= Bounding box data excerpts =
○ ○ ○

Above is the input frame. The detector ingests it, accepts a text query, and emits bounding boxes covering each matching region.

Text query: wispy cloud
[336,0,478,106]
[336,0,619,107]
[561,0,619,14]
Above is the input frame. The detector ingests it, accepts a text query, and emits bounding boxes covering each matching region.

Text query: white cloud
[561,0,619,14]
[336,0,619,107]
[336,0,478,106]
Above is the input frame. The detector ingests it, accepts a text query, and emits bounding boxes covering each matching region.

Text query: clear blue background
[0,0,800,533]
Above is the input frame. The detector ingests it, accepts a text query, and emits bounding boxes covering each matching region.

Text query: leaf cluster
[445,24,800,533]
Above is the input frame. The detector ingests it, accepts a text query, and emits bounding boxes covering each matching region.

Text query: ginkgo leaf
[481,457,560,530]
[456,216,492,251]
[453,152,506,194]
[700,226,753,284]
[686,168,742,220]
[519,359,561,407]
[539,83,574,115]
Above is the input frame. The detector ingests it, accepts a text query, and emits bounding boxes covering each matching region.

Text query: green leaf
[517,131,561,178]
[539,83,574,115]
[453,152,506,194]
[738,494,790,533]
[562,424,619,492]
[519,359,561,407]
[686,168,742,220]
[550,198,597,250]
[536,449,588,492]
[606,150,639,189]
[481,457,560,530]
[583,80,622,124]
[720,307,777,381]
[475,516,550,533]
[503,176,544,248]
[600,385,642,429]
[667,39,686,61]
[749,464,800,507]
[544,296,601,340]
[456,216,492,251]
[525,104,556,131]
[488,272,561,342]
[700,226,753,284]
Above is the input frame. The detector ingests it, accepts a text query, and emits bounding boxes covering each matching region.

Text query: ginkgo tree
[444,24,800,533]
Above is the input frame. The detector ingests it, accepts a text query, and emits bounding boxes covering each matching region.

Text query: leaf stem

○ ○ ○

= Task instructions =
Return all of the records above verbatim, changing nothing.

= Written answer =
Above is the input frame. The detector ingests it, accepts a text query, and emits bounding boxes covering each matching region.

Text query: wispy cloud
[336,0,478,106]
[336,0,619,107]
[561,0,619,14]
Above is the input frame. The detector ingests it, accepts a text query, and emits bounding boxes covering each matching region.

Text query: white cloud
[561,0,619,14]
[336,0,619,107]
[336,0,478,106]
Above is the input frame. The detector ingests it, accepts a text query, and emits bounding boxes covering each matching region.

Text query: clear blue background
[0,0,800,533]
Above is the input frame. The detector ingests it, accepts a text query, and emits bounding boxes covering each matching region.

Text query: leaf cluster
[445,24,800,533]
Above is the input frame. The detector ingests it, accepts a text query, and emits bounding boxes covering each matching region.

Text query: ginkgo leaf
[481,457,560,530]
[456,216,492,251]
[453,152,506,194]
[700,226,753,284]
[686,168,742,220]
[519,359,561,407]
[539,83,574,115]
Above is the input frame. The detector ingests it, accepts a text query, and emits bounding boxes covering each matching region.

Text query: green leaf
[517,131,561,178]
[539,83,574,115]
[453,152,506,194]
[738,494,790,533]
[562,424,619,492]
[519,359,561,407]
[686,168,742,220]
[550,198,597,250]
[536,449,588,492]
[606,150,639,189]
[481,457,560,530]
[583,80,622,124]
[720,307,777,381]
[475,516,550,533]
[503,176,544,248]
[600,385,642,429]
[667,39,686,61]
[749,464,800,507]
[544,296,601,340]
[456,216,492,251]
[525,104,556,131]
[488,272,561,342]
[700,226,753,284]
Above is the input frame. The detector ingests it, accepts a text query, and emits bounding boxes covering each matching region.

Text query: ginkgo tree
[444,24,800,533]
Above is the input frame. The detector ingests it, accepts a text query, and emits bounding boxes covering each matching region.

Text query: leaf stem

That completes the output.